Point placement records:

··········

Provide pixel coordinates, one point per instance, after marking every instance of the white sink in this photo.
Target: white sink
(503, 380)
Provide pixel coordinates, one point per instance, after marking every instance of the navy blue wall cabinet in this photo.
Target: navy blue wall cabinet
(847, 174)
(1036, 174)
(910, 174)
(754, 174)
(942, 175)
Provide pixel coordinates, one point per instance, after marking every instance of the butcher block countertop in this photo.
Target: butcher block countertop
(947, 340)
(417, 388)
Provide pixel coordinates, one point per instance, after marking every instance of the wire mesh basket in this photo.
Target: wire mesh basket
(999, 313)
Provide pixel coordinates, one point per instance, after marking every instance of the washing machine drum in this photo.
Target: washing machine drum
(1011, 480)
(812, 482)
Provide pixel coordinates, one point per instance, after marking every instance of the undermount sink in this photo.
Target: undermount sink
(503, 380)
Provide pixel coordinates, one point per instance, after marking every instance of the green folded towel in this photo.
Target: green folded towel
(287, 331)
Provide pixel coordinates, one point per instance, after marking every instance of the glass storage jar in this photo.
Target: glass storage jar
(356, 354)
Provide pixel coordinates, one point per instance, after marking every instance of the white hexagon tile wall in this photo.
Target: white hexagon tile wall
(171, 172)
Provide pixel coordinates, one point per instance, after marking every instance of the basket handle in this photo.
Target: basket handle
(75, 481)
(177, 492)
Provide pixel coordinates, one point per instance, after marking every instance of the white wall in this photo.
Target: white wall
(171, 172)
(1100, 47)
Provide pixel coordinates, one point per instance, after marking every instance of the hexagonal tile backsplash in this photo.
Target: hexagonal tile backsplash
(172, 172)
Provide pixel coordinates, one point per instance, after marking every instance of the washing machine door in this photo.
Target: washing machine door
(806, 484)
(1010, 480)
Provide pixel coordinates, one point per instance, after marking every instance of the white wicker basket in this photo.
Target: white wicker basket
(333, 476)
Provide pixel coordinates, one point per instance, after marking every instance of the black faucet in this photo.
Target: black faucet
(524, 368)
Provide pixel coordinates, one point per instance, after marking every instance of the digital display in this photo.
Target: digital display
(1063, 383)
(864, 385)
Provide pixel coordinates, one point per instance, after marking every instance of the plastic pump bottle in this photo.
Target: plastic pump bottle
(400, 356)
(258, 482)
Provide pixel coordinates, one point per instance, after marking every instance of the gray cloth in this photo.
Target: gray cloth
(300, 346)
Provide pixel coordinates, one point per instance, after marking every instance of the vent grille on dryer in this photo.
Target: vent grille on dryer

··········

• _Task description_: Lay out every line of the entries above as a Markdown table with two columns, Row and Line, numbering the rows in order and leaving out any blank lines.

• _Solution to this exercise_:
| Row | Line |
|---|---|
| 1 | Provide pixel coordinates, one point per instance, after marking every instance of the white sink in this photo. |
| 2 | Target: white sink |
| 3 | (503, 380) |
| 4 | Provide pixel coordinates, one point per instance, after marking every instance of the navy blue wall cabinet in this photo. |
| 5 | Target: navy blue wall cabinet |
| 6 | (847, 174) |
| 7 | (1036, 174) |
| 8 | (910, 174) |
| 9 | (754, 174) |
| 10 | (942, 175) |
| 11 | Provide pixel coordinates, one point per instance, after marking every instance of the butcher block countertop in this photo. |
| 12 | Target: butcher block countertop |
| 13 | (947, 340) |
| 14 | (417, 388) |
| 15 | Provide pixel coordinates, one point per instance, after marking every instance of the wire mesh basket in this photo. |
| 16 | Target: wire mesh basket |
| 17 | (999, 313) |
| 18 | Provide pixel coordinates, one point per instance, after marking every instance of the washing machine drum in this photo. |
| 19 | Target: washing machine drum |
| 20 | (1011, 480) |
| 21 | (812, 482) |
| 22 | Provide pixel coordinates, one point per instance, after marking every instance of the undermount sink in this photo. |
| 23 | Target: undermount sink |
| 24 | (503, 380) |
| 25 | Provide pixel coordinates, one point per instance, after marking every instance of the green folded towel in this photo. |
| 26 | Target: green folded towel |
| 27 | (287, 331) |
| 28 | Provide pixel coordinates, one point per instance, after marking every instance of the glass storage jar in this photo. |
| 29 | Target: glass storage jar |
| 30 | (356, 354) |
| 31 | Provide pixel coordinates, one point per instance, after marking every instance of the white hexagon tile wall in this photo. |
| 32 | Target: white hexagon tile wall |
| 33 | (171, 172) |
| 34 | Provide pixel coordinates, one point per instance, after marking every instance of the basket handle in this photo. |
| 35 | Target: basket handle |
| 36 | (75, 481) |
| 37 | (177, 492) |
| 38 | Provide pixel coordinates, one point per instance, after marking every instance of the white wall in this photo. |
| 39 | Target: white wall |
| 40 | (171, 172) |
| 41 | (1100, 47) |
| 42 | Provide pixel coordinates, one point per instance, after marking every instance of the hexagonal tile backsplash in this photo. |
| 43 | Target: hexagonal tile backsplash |
| 44 | (172, 172) |
| 45 | Provide pixel coordinates, one point per instance, after marking every instance of the washing machine door in this photo. |
| 46 | Target: washing machine door |
| 47 | (806, 484) |
| 48 | (1010, 480) |
| 49 | Provide pixel coordinates, one point per instance, after marking every instance of the white wicker basket in this photo. |
| 50 | Target: white wicker basket |
| 51 | (333, 476) |
| 52 | Provide pixel coordinates, one point per instance, after marking every instance of the black faucet in this photo. |
| 53 | Target: black faucet |
| 54 | (524, 368) |
| 55 | Provide pixel coordinates, one point per instance, after marking every instance of the digital display in this photo. |
| 56 | Target: digital display |
| 57 | (1063, 383) |
| 58 | (864, 385) |
| 59 | Provide pixel coordinates, one point per instance, after marking every instance of the plastic pump bottle in this photo. |
| 60 | Target: plastic pump bottle |
| 61 | (400, 356) |
| 62 | (258, 482) |
| 63 | Provide pixel coordinates, one point per instance, after marking every instance of the gray cloth in this photo. |
| 64 | Target: gray cloth |
| 65 | (300, 346) |
| 66 | Provide pixel coordinates, one point per instance, after marking every instance of the vent grille on dryer in this photo. |
| 67 | Target: vent grille on dryer |